GIVEN INSTRUCTION: Carry on the passage below about "without prejudice" talks and protected conversations in employment disputes, starting right after its last sentence.

PASSAGE TO READ:
▼
When a dispute between two parties has arisen, they may attempt to negotiate a settlement. Any such ‘without prejudice’ correspondence and discussions cannot be referred to in Employment Tribunal or Court proceedings. However, the fact of without prejudice correspondence or discussions can be legitimately referred to (but not the contents or details of any such discussions). Parties can also agree to waive without prejudice privilege (allowing any without prejudice materials to be considered by the Employment Tribunal).

Section 111A of the Employment Rights Act 1996 introduced a new form of so called ‘protected conversation’, meaning that neither the existence nor the content of pre-termination negotiations can be disclosed in any ordinary unfair dismissal case in the Employment Tribunal. Unlike without prejudice privilege, S111A privilege cannot be waived even with all parties’ consent.
▲
DATA:
▼
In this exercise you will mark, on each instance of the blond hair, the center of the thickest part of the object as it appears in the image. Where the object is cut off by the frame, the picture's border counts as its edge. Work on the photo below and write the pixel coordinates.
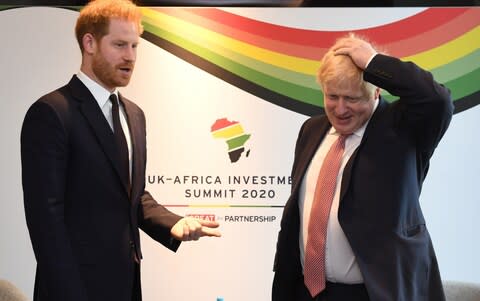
▲
TASK RESPONSE:
In most cases this should not impact on the defence of any claim as what was said in a protected conversation would not normally form the basis of the substantive ground for a defence. However, in cases where what is said is relevant, it may not be possible to refer to this in an ordinary unfair dismissal claim. This causes problems where the claim is not only for ordinary unfair dismissal, and in particular where the discussions are relevant to an automatically unfair dismissal case.

The case

The Claimant was a part-time secretary until her employer indicated that part-time working would not be an option going forward, which led to a settlement discussion initiated by the Claimant on 10 December 2014. By 7 January 2015, when the Claimant’s lawyers wrote a without prejudice letter to the Respondent, it was agreed the parties were in dispute. On 15 January, the Respondent’s lawyers replied in a letter which was not marked without prejudice and was generally a defence of their own position referring only in passing to settlement negotiation. Following another without prejudice from the Claimant’s lawyers, and a reply that was not without prejudice from the Respondent’s, the Claimant raised a grievance on 26 January in which she made clear she was relying on the matters set out in her lawyer’s without prejudice correspondence.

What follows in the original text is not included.